- [Task requirements] Although the records contain pictures, only their text should be set down, exactly as written.

Referring expression pointing data:
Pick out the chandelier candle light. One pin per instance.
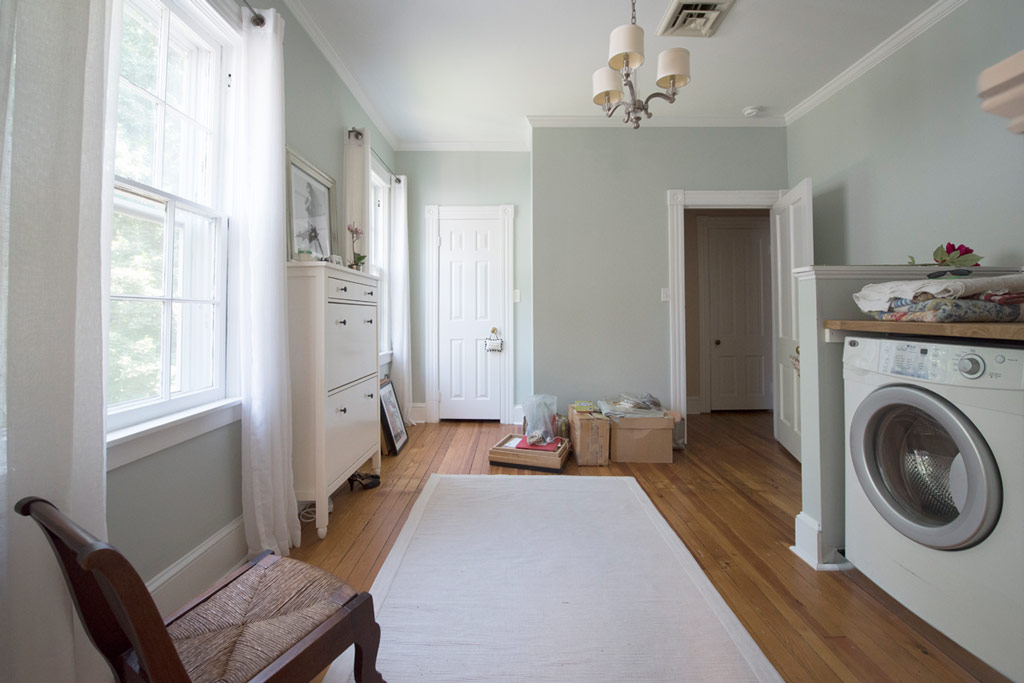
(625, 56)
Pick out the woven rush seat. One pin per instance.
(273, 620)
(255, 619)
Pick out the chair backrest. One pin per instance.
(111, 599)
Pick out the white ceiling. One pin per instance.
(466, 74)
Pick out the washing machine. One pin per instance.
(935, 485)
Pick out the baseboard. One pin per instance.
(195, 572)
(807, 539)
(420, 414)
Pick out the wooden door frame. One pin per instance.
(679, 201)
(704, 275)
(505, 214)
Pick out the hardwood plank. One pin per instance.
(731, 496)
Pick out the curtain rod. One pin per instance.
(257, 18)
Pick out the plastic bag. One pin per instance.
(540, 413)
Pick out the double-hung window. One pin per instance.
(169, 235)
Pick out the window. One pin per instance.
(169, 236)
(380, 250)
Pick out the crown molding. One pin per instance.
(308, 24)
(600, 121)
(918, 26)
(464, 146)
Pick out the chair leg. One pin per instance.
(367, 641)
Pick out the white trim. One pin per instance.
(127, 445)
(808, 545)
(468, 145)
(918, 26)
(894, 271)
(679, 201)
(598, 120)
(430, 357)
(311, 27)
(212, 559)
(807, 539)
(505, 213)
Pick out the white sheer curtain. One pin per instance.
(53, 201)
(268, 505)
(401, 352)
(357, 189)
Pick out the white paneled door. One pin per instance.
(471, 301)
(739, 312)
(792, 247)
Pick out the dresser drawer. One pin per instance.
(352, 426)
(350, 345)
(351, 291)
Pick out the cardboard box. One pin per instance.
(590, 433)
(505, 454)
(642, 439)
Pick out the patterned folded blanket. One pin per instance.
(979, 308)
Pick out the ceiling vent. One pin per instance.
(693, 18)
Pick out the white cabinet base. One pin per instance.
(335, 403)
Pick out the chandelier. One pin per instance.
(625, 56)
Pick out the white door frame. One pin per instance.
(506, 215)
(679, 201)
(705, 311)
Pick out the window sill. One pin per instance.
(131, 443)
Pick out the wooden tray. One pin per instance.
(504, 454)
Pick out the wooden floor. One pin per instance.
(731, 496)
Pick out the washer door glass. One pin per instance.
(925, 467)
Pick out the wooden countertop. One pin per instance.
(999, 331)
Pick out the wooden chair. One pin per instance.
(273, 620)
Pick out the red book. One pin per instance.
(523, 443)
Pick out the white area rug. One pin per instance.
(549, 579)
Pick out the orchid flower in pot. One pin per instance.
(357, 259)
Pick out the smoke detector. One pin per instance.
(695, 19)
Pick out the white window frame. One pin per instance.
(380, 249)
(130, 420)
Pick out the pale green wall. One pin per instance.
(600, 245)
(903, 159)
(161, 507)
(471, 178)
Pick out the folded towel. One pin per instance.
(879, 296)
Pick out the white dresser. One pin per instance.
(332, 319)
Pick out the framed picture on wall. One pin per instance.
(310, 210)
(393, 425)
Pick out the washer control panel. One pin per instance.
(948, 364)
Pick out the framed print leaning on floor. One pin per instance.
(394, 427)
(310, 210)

- [Solved exercise]
Pick out the chandelier candle light. One pin per instance.
(625, 56)
Pick out the woven rush seat. One pin per instance.
(273, 620)
(255, 619)
Pick out the chair backrest. One pin per instance.
(111, 599)
Pick out the white ceiling. One pin per instance.
(466, 74)
Pick out the washing machine. One pin per instance.
(935, 485)
Pick out the baseboard. One pin per instance.
(195, 572)
(807, 539)
(420, 414)
Pick out the wooden door frame. One pin per instance.
(679, 201)
(704, 275)
(505, 214)
Pick out the hardwood plank. One pin per instance.
(731, 496)
Pick out the curtain rod. One pin per instance.
(257, 18)
Pick out the plastic bag. One pin per instance.
(540, 413)
Pick out the double-hung window. One pin per instance.
(169, 235)
Pick out the window. One pin per instance.
(169, 236)
(380, 250)
Pick out the crown molding. One pin per instance.
(308, 24)
(600, 121)
(918, 26)
(464, 146)
Pick out the chair leg. One pin per instance.
(367, 641)
Pick out the white trim. One pin per instance.
(127, 445)
(808, 545)
(468, 145)
(918, 26)
(894, 271)
(679, 201)
(598, 120)
(430, 357)
(311, 27)
(212, 559)
(807, 539)
(505, 213)
Pick out the white sheer curtain. One pin per instance.
(53, 201)
(268, 505)
(401, 352)
(357, 189)
Pick out the white paneled door. One pin per instance.
(471, 301)
(739, 312)
(792, 247)
Pick out the dresser drawer. One pin per instance.
(352, 426)
(350, 345)
(351, 291)
Pick out the cardboard box. One pin per instance.
(590, 433)
(505, 454)
(642, 439)
Pick out the patterned folded blanket. One pin per instance.
(979, 308)
Pick out the ceiling vent. One pin per instance.
(693, 18)
Pick out the white cabinet base. One pin per instance.
(335, 403)
Pick out the chandelier. One pin per instance.
(625, 56)
Pick out the white door frame. One pin per instance.
(506, 215)
(679, 201)
(705, 311)
Pick out the window sill. One pin per instance.
(131, 443)
Pick out the wooden tray. One pin per instance.
(504, 454)
Pick out the wooden floor. One pin per instance.
(731, 496)
Pick out the washer door glass. One pin per instance.
(925, 467)
Pick out the wooden countertop. One pin per instance.
(999, 331)
Pick out the wooden chair. One pin per instance.
(273, 620)
Pick out the red book. One pin per instance.
(523, 443)
Pick out the white area rug. One pin per instance.
(549, 579)
Pick out the orchid flower in pot. One pin per instance.
(357, 259)
Pick out the smoke detector. One pin per instance.
(695, 19)
Pick out the white window frame. One pin per instance.
(380, 249)
(130, 420)
Pick out the pale green wall. One pin per instance.
(600, 245)
(903, 159)
(161, 507)
(471, 178)
Pick out the folded towel. One pin per instance.
(879, 296)
Pick out the white dresser. One pin per instance.
(332, 319)
Pick out the framed picture on wall. One pin per instance.
(310, 210)
(393, 425)
Pick out the washer control panel. One pin per instance.
(948, 364)
Pick out the framed print leaning on floor. One pin per instance.
(394, 427)
(310, 210)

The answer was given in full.